'''

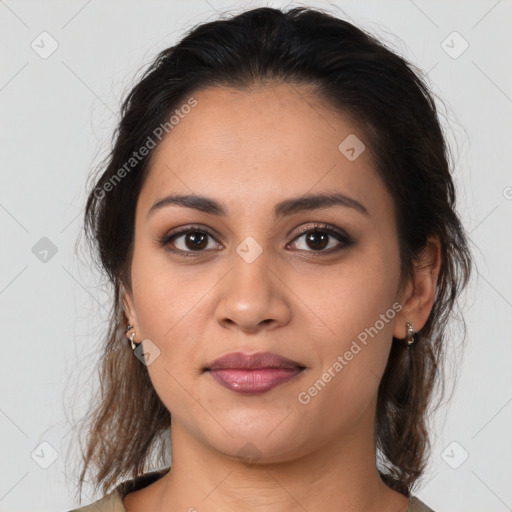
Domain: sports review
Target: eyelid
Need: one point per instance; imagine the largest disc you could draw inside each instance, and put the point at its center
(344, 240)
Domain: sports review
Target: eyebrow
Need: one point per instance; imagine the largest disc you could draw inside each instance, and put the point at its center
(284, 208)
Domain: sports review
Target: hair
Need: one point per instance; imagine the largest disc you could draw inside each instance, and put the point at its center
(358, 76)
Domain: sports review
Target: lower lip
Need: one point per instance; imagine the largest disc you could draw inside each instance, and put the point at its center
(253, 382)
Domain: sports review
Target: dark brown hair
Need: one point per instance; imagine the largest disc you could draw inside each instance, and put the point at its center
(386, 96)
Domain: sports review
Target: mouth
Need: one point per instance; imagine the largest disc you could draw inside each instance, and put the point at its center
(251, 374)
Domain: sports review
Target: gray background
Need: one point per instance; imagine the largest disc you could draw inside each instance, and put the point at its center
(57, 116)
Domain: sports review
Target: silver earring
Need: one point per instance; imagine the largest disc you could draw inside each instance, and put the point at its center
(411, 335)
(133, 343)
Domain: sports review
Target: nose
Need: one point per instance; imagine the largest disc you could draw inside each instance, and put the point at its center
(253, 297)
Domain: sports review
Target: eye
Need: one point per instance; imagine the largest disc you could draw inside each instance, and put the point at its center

'''

Work to do → Reproduce all of the material above word for word, leaving out the pictures.

Solution →
Domain: sports review
Target: eyelid
Need: one point per instance; imagine the largest disc you could draw inside each instance, and put the point at its center
(344, 240)
Domain: sports review
Target: eyebrow
Need: one point per instance; imagine the largest disc you could draw inside each instance, and put the point at its center
(284, 208)
Domain: sports review
Target: hair
Need: one point per instance; imagine the largest disc you could draw inside each instance, and put the point at its center
(358, 76)
Domain: sports review
Target: lower lip
Need: one point per instance; imagine the largest disc you could draw inside each instance, and put the point at its center
(253, 382)
Domain: sports review
Target: dark brown hair
Need: one point per instance; imagine the largest disc you could draw inside each instance, and put the point at its center
(386, 96)
Domain: sports review
Target: mouth
Need: one point per instance; imagine the largest disc you could draw inside each instance, and put the point at its center
(251, 374)
Domain: sports review
Target: gray background
Need: one point per instance; imagine the largest disc you could draw inside each instance, and put the point at its center
(57, 116)
Domain: sports review
Target: silver earring
Need: one point per instance; imagine the largest disc you could draw inside each instance, and put the point at its center
(411, 335)
(133, 343)
Domain: sports review
Target: nose
Need: one point per instance; imagine the largest disc you could draw inside each instance, and put the point at its center
(253, 297)
Domain: sports review
Target: eye
Need: one point per instance; imagine the largest disc you could draw inside each instance, and put the point at its center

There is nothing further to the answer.